WHAT TO PRODUCE
Each entry should appear in the answer exactly as written.

Collected data entries:
---+---

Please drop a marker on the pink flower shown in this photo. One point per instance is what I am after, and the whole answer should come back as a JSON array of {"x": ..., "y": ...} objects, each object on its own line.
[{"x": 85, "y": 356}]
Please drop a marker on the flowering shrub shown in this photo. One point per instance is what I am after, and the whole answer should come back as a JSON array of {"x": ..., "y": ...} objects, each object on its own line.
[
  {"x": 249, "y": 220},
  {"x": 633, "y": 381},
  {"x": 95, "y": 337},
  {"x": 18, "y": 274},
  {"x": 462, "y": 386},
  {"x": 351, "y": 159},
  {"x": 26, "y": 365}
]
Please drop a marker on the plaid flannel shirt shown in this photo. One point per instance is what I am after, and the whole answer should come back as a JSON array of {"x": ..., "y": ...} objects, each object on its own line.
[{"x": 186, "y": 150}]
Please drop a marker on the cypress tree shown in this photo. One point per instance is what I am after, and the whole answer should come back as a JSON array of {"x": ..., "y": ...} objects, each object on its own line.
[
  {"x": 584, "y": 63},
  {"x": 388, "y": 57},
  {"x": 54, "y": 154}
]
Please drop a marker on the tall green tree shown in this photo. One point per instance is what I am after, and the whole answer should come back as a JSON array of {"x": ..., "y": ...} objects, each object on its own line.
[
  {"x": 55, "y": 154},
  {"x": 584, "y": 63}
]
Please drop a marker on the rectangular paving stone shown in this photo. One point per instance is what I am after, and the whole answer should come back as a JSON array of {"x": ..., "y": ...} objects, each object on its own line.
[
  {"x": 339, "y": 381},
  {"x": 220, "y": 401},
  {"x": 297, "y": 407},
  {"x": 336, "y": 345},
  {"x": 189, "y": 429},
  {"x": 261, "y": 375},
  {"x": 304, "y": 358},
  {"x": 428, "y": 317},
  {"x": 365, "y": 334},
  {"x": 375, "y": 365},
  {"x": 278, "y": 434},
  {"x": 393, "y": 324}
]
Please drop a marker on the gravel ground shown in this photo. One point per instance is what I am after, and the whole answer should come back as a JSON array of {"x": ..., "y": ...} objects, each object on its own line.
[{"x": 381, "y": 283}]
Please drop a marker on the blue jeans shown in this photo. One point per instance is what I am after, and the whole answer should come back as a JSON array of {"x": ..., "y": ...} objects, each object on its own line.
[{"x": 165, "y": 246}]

---+---

ANSWER TO THIS EXERCISE
Please drop a marker on the pink flower shown in this photo. One point per instance is what I am after, and the whole answer should come back as a JSON array of {"x": ..., "y": ...} objects, each object on its own line.
[{"x": 85, "y": 356}]
Please drop a marker on the flowering shrub shown in this photo. One point per instance is what I am after, and the whole answer should come back as a JSON array of {"x": ..., "y": ...} objects, each object on its own line.
[
  {"x": 249, "y": 220},
  {"x": 633, "y": 381},
  {"x": 95, "y": 337},
  {"x": 18, "y": 274},
  {"x": 462, "y": 386},
  {"x": 351, "y": 159},
  {"x": 26, "y": 365}
]
Please drop a marker on the plaid flannel shirt shown in this photo. One point per instance is what I am after, and the whole answer should come back as a JSON array of {"x": ..., "y": ...} objects, each object on its own line.
[{"x": 186, "y": 150}]
Please drop a marker on the cypress tree shown in this photo. One point per instance is what I am after, and the whole answer should come back as a JSON array of {"x": ..., "y": ...} objects, each object on its own line.
[
  {"x": 584, "y": 63},
  {"x": 388, "y": 57},
  {"x": 54, "y": 154}
]
Please drop a marker on the tall green tree shown in this photo. One point per instance is what I am after, and the whole answer should come back as a JSON array of {"x": ..., "y": ...} objects, each object on its own line.
[
  {"x": 55, "y": 154},
  {"x": 584, "y": 63}
]
Please drop a marker on the rectangular paving stone shown in this photo. One point per instance is what I am after, and the whole answer should come back as a JSON array of {"x": ..., "y": ...} objects, each object on its own line.
[
  {"x": 339, "y": 381},
  {"x": 220, "y": 401},
  {"x": 297, "y": 407},
  {"x": 336, "y": 345},
  {"x": 189, "y": 429},
  {"x": 261, "y": 375},
  {"x": 304, "y": 358},
  {"x": 428, "y": 317},
  {"x": 365, "y": 334},
  {"x": 375, "y": 365},
  {"x": 278, "y": 434},
  {"x": 393, "y": 324}
]
Please drop a marker on the gravel ground shown in this photo. One point per instance is what I am after, and the whole answer should come back as a JSON array of {"x": ..., "y": ...} objects, each object on its own line.
[{"x": 381, "y": 283}]
Please drop a marker on the blue jeans shown in this photo. One point per instance is what I am after, and the whole answer should come back as a JSON array of {"x": ..., "y": ...} objects, each object on its own line.
[{"x": 165, "y": 246}]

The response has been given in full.